Provide the data again in its entirety, exactly as given.

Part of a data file
-=-=-=-=-

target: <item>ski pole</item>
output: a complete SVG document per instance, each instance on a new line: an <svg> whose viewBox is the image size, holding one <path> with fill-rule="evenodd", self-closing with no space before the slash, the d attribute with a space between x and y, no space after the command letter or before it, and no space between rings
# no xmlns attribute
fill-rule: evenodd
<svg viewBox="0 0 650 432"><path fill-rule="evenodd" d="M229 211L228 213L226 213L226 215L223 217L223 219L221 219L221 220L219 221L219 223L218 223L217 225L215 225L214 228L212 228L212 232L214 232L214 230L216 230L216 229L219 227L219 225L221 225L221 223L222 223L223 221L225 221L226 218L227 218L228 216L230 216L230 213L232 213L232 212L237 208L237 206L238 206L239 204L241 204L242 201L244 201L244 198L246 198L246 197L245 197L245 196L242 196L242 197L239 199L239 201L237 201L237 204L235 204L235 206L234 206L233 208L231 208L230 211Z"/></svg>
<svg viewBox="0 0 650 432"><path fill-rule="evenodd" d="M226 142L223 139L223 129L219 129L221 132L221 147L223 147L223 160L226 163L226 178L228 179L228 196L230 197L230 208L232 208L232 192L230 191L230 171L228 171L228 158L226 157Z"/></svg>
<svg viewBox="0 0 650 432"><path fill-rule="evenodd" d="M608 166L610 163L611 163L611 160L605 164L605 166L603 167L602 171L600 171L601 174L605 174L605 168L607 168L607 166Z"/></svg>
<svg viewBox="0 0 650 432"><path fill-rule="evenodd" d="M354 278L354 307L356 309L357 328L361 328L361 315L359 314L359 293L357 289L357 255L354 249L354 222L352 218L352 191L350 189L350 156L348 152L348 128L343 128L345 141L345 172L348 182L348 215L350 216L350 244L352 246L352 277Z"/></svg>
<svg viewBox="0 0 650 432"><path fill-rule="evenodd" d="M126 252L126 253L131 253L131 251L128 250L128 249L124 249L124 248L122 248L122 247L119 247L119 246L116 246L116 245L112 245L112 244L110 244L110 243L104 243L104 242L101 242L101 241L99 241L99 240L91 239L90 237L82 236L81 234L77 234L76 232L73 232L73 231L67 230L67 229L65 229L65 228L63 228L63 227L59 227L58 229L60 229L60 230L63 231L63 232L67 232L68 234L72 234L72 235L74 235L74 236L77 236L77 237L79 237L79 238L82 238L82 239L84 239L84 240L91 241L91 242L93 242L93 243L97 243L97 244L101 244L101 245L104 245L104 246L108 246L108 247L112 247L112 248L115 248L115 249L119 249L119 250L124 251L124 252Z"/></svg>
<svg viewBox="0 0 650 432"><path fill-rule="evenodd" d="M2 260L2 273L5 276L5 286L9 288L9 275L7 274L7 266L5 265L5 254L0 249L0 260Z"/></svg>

-=-=-=-=-

Response to this exercise ::
target: <item>ski pole</item>
output: a complete SVG document per instance, each instance on a new line: an <svg> whose viewBox is the image size, holding one <path> with fill-rule="evenodd", self-closing with no space before the slash, the d attribute with a space between x and y, no space after the command letter or before it, and no space between rings
# no xmlns attribute
fill-rule: evenodd
<svg viewBox="0 0 650 432"><path fill-rule="evenodd" d="M229 211L228 213L226 213L226 215L223 217L223 219L221 219L221 220L219 221L219 223L218 223L217 225L215 225L214 228L212 228L212 232L214 232L214 230L216 230L216 229L219 227L219 225L221 225L221 223L222 223L223 221L225 221L226 218L227 218L228 216L230 216L230 213L232 213L232 212L237 208L237 206L238 206L239 204L241 204L242 201L244 201L244 198L246 198L246 197L245 197L245 196L242 196L242 197L239 199L239 201L237 201L237 204L235 204L235 206L234 206L233 208L231 208L230 211Z"/></svg>
<svg viewBox="0 0 650 432"><path fill-rule="evenodd" d="M226 142L223 139L223 129L219 129L221 132L221 147L223 147L223 160L226 163L226 178L228 179L228 196L230 197L230 208L232 208L232 192L230 191L230 171L228 171L228 158L226 157Z"/></svg>
<svg viewBox="0 0 650 432"><path fill-rule="evenodd" d="M608 166L610 163L611 163L611 160L605 164L605 166L603 167L602 171L600 171L601 174L605 174L605 168L607 168L607 166Z"/></svg>
<svg viewBox="0 0 650 432"><path fill-rule="evenodd" d="M354 278L354 307L356 309L357 328L361 328L361 315L359 314L359 293L357 289L357 255L354 249L354 222L352 218L352 191L350 189L350 156L348 152L348 128L343 128L345 141L345 172L348 182L348 215L350 216L350 244L352 246L352 277Z"/></svg>
<svg viewBox="0 0 650 432"><path fill-rule="evenodd" d="M126 252L126 253L131 253L131 251L128 250L128 249L124 249L124 248L122 248L122 247L119 247L119 246L116 246L116 245L112 245L112 244L110 244L110 243L104 243L104 242L101 242L101 241L99 241L99 240L91 239L90 237L82 236L81 234L77 234L76 232L73 232L73 231L67 230L67 229L65 229L65 228L63 228L63 227L59 227L58 229L60 229L60 230L63 231L63 232L67 232L68 234L72 234L72 235L74 235L74 236L77 236L77 237L79 237L79 238L82 238L82 239L84 239L84 240L91 241L91 242L93 242L93 243L97 243L97 244L101 244L101 245L104 245L104 246L108 246L108 247L112 247L112 248L115 248L115 249L119 249L119 250L124 251L124 252Z"/></svg>
<svg viewBox="0 0 650 432"><path fill-rule="evenodd" d="M2 260L2 273L5 276L5 286L9 288L9 275L7 274L7 266L5 265L5 254L0 249L0 260Z"/></svg>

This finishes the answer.